_SHORT TASK_. Rewrite the lines below, changing every "report the position" to "give the coordinates" and keeping everything else the same. Omit the pictures from your output.

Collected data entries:
+++
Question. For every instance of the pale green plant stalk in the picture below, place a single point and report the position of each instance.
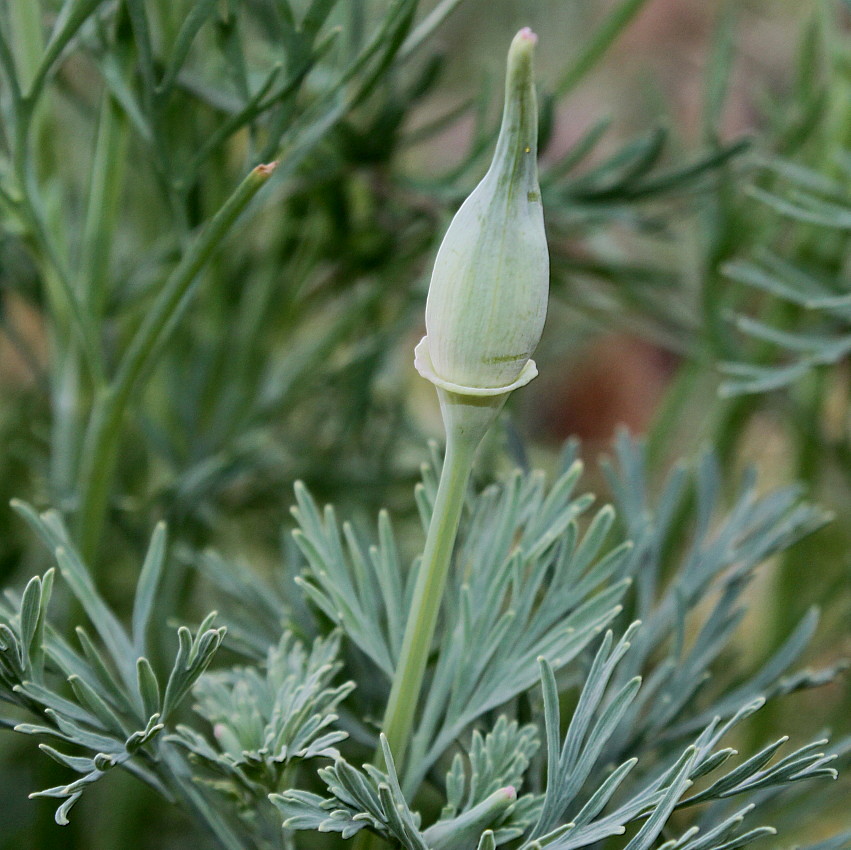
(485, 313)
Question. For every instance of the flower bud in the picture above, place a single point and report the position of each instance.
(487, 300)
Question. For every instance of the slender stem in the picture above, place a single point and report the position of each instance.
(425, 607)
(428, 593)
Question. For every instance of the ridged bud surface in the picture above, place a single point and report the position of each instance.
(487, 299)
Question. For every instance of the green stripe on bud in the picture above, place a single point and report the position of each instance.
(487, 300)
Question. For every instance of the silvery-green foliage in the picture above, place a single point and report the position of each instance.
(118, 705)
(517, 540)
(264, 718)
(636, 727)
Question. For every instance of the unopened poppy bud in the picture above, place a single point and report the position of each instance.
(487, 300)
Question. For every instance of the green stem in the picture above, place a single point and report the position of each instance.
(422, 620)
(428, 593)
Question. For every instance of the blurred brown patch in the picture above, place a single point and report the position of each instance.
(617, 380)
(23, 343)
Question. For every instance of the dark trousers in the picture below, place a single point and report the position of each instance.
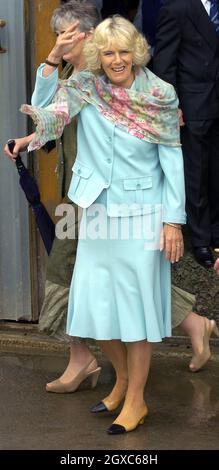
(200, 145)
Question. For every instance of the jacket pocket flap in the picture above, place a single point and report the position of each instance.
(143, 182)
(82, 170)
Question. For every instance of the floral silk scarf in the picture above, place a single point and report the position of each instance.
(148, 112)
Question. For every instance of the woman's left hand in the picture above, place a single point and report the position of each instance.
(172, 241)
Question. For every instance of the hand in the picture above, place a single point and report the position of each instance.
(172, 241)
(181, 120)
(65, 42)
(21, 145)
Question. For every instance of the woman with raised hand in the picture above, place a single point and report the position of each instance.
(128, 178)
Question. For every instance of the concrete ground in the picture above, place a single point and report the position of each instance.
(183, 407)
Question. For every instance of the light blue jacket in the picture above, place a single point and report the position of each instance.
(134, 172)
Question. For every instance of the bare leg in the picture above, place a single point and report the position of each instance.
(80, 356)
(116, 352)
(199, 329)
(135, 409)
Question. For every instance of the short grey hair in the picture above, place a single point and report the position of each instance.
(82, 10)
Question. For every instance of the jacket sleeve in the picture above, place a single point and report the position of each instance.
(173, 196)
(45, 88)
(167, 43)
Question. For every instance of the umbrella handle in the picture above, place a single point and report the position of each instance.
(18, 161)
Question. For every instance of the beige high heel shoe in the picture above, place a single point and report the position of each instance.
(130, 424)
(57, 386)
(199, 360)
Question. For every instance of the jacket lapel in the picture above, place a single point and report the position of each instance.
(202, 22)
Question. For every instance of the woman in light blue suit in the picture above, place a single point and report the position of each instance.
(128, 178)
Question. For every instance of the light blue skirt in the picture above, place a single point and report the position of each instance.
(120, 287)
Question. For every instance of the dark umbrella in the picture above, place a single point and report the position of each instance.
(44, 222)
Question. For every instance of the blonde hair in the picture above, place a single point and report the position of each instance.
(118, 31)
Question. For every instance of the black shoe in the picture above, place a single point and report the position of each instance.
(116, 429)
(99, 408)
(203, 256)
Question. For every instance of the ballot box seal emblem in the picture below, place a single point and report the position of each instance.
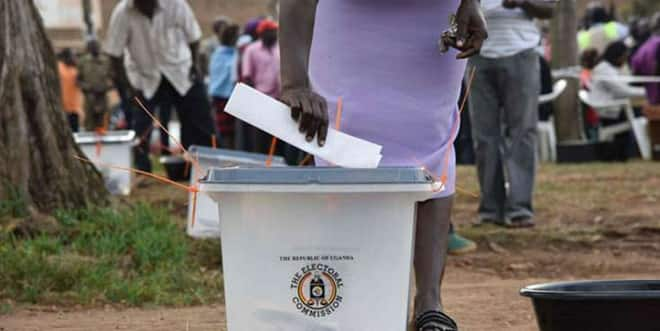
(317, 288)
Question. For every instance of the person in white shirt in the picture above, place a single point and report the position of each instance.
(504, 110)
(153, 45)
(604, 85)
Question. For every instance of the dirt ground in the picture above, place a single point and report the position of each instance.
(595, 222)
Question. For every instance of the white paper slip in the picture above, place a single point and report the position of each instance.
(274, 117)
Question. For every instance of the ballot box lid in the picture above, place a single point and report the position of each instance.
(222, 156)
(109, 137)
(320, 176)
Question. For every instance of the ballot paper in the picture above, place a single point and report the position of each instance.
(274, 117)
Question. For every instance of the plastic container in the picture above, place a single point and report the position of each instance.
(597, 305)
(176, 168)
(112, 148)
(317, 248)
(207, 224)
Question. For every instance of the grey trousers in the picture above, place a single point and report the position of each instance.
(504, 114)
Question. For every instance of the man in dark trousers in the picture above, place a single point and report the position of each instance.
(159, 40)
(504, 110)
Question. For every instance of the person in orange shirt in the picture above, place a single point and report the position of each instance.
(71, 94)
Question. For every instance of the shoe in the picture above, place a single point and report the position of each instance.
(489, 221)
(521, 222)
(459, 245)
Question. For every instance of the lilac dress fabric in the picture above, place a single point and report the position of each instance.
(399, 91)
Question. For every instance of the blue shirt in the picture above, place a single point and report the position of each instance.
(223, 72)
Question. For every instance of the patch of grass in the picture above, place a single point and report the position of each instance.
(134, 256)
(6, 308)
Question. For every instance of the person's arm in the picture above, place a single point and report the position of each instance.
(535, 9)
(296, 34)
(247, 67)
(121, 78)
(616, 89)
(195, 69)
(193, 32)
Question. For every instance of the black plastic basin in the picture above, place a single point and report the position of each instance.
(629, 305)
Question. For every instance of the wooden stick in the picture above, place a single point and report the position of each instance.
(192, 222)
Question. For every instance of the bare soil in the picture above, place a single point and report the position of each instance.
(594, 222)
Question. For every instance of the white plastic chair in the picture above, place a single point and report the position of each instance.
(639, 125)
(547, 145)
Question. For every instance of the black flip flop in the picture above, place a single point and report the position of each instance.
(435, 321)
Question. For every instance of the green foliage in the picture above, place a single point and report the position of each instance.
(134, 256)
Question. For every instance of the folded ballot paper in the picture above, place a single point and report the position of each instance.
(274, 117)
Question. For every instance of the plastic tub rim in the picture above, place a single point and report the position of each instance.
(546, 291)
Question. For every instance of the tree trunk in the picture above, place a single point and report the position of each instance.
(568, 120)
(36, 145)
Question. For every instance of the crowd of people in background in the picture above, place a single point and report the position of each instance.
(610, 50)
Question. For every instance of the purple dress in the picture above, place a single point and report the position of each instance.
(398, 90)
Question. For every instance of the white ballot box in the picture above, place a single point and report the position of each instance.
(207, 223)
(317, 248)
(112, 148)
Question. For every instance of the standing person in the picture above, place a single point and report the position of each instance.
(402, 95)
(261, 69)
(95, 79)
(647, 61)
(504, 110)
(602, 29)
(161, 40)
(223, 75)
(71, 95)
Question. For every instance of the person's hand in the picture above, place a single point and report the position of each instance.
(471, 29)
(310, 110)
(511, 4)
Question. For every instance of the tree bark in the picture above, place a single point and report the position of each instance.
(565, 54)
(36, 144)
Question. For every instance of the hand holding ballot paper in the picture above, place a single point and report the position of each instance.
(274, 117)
+++
_SOLUTION_.
Question. For every instance of the pale green plant stalk in the picture below, place a single point and give the coordinates of each instance.
(485, 313)
Question. For every instance of the flower bud in the picture above, place a single point and give the coordinates of each instance.
(487, 300)
Question. For every instance of the slender stem in the picture above, place a single point and give the coordinates of each instance.
(425, 607)
(428, 593)
Question. For every instance of the ridged bud surface in the picture above, place a single point and give the coordinates of each instance.
(487, 299)
Question. For every instance of the green stripe on bud in the picture above, place a single point and give the coordinates of each instance.
(487, 300)
Question. For every instance of the silvery-green foliage in the picture above, place a single point and give the coordinates of each instance.
(118, 705)
(517, 540)
(264, 718)
(636, 727)
Question. For every instance of the unopened poppy bud in the picture above, place a single point and give the coordinates of each instance.
(487, 300)
Question. For every instance of the green stem in the picture above, place a single point and give the coordinates of each instance.
(422, 620)
(428, 593)
Question. For every instance of the blurred brown patch in the picture above, place a single point and give the coordinates of each instance.
(617, 380)
(23, 343)
Question. For every instance of the dark trousers in the picture below, place a single point and give the coordinates of each instance.
(200, 145)
Question. For every instance of the jacket pocket flap in the picture above, place a single point and give the coordinates of each instance.
(143, 182)
(82, 170)
Question. For every instance of the floral silk scarf in the picture above, place a single point and give the coordinates of each instance.
(148, 112)
Question. For every instance of the woman's left hand in the picture above, place a single point and give the coordinates of each instance.
(172, 241)
Question. For every instance of the hand in the picture above, place a single point and give the coordinates of each instance.
(172, 241)
(181, 120)
(65, 42)
(21, 145)
Question. For every instance of the woman with raised hand in the picture above, place a single point and give the coordinates of each instance.
(128, 178)
Question. For every instance of the concrete ground in the picture above, place a single point and give the coordinates of each instance.
(183, 407)
Question. For every instance of the light blue jacket in the picture above, place a single point and give the coordinates of each instance.
(134, 172)
Question. For every instance of the bare leg in the picture above, place a single point and give the coordinates of each instance.
(80, 356)
(116, 352)
(199, 329)
(135, 409)
Question. For every instance of the short grey hair in the picture above, place a single point and give the coordinates of each instance.
(82, 10)
Question. For every instance of the jacket sleeve in the picture above, place a single point and give the coordinates of each instance.
(173, 196)
(45, 88)
(167, 43)
Question. For every instance of the umbrella handle in the picture above, place a single point and give the coordinates of each instance.
(18, 161)
Question. For every instance of the beige high heel shoe in the picture above, place a single point and give the coordinates of each instance.
(130, 424)
(57, 386)
(199, 360)
Question. For every instance of the jacket lapel in the picture above, place a single point and give the coordinates of each instance.
(202, 22)
Question. For every instance of the woman in light blue suit in the picture above, place a single point and give the coordinates of each instance.
(128, 178)
Question. For every instance of the light blue skirt in the picture above, place a single point and give the coordinates of each instance.
(120, 287)
Question. For every instance of the dark umbrella in the picture above, place a single point and give the coordinates of each instance.
(44, 222)
Question. For every instance of the blonde hair in the picture above, place a single point and give the coordinates of each instance.
(118, 31)
Question. For every instance of the black shoe in the picture above, place a single point and give the coordinates of each instance.
(116, 429)
(99, 408)
(203, 256)
Question. For every instance of the ballot box seal emblem in the picture below, place a single point and give the coordinates of each instance.
(317, 288)
Question. For every instance of the person in white shirt in the picture above, place a single point and give the coordinates of each instance.
(504, 110)
(153, 45)
(604, 85)
Question. For every instance of the dirt ground in the picture above, place a single point and give the coordinates of each instance.
(595, 222)
Question. For every instance of the white paper slip in the picture above, place a single point and give the coordinates of each instance.
(274, 117)
Question. For every instance of the ballot box lid in the picture above, place a single point and give the coordinates of each instance.
(222, 156)
(109, 137)
(320, 176)
Question. For every instance of the ballot paper in the picture above, place a single point and give the coordinates of each instance.
(274, 117)
Question. For every instance of the plastic container in the picture above, place a single point and give the coordinates of each instance.
(597, 305)
(176, 168)
(112, 148)
(317, 248)
(207, 224)
Question. For every instance of the grey trousers in the picture above, place a single point and give the coordinates of each instance.
(504, 114)
Question. For every instance of the man in dark trousers in the picture above, place a single point and give the coordinates of each instance.
(159, 40)
(504, 110)
Question. For every instance of the person in orange shirt in the picture above, place a single point and give the coordinates of each instance.
(71, 94)
Question. For every instance of the shoe in the picture above, place a single point and give the coordinates of each instance.
(489, 221)
(521, 222)
(459, 245)
Question. For every instance of the lilac dress fabric in the picture above, place a single point and give the coordinates of each instance.
(399, 91)
Question. For every instance of the blue shirt in the picture above, place a single point and give the coordinates of each instance.
(223, 72)
Question. For every instance of the patch of grass in the picture above, place a single point and give the coordinates of each instance.
(134, 256)
(6, 308)
Question. For every instance of the person's arm in the picture above, place a single point and give the coordinates of each instance.
(535, 9)
(296, 34)
(247, 67)
(121, 78)
(616, 89)
(195, 69)
(193, 32)
Question. For every instance of the black plastic basin in the picture above, place a single point and give the coordinates of each instance.
(629, 305)
Question. For every instance of the wooden stick in the picture above, place a single point and give the coordinates of each instance.
(192, 222)
Question. For every instance of the bare soil in the picture above, place a single point and give the coordinates of each instance.
(594, 222)
Question. For every instance of the white plastic chair in the picture above, place a single point and give the coordinates of each instance.
(639, 125)
(547, 145)
Question. For every instance of the black flip flop in the picture above, place a single point and give the coordinates of each instance.
(435, 321)
Question. For every instance of the green foliage in the picture above, place a single point and give the coordinates of each instance.
(134, 256)
Question. For every instance of the folded ballot paper in the picture above, place a single point and give the coordinates of each instance.
(274, 117)
Question. For every instance of the plastic tub rim in the picture above, place a single point and give the coordinates of each instance.
(546, 291)
Question. For every instance of the tree trunk in the picture above, place a single point and give the coordinates of each instance.
(568, 120)
(36, 145)
Question. For every instance of the crowd of people in background in the picture above, place a single point and give the coordinates of each instance.
(610, 50)
Question. For every instance of the purple dress in the picture above, place a single point and give the coordinates of each instance.
(398, 90)
Question. For every instance of the white ballot box in the picture above, place a single point and give the coordinates of each instance.
(207, 223)
(317, 248)
(112, 148)
Question. For every instance of the standing person in the picture above, place a single point and give the coordinates of each instance.
(402, 95)
(261, 69)
(95, 79)
(647, 61)
(504, 110)
(602, 29)
(161, 40)
(223, 75)
(71, 95)
Question. For every instance of the person's hand in the picture above, place a single point and give the coordinates of each instance.
(471, 29)
(310, 110)
(511, 4)
Question. For every instance of the tree bark in the picture above, place a single point and give the coordinates of each instance.
(565, 54)
(36, 144)
Question. For every instance of the hand holding ballot paper in the picture above, place a single point and give the coordinates of each instance.
(274, 117)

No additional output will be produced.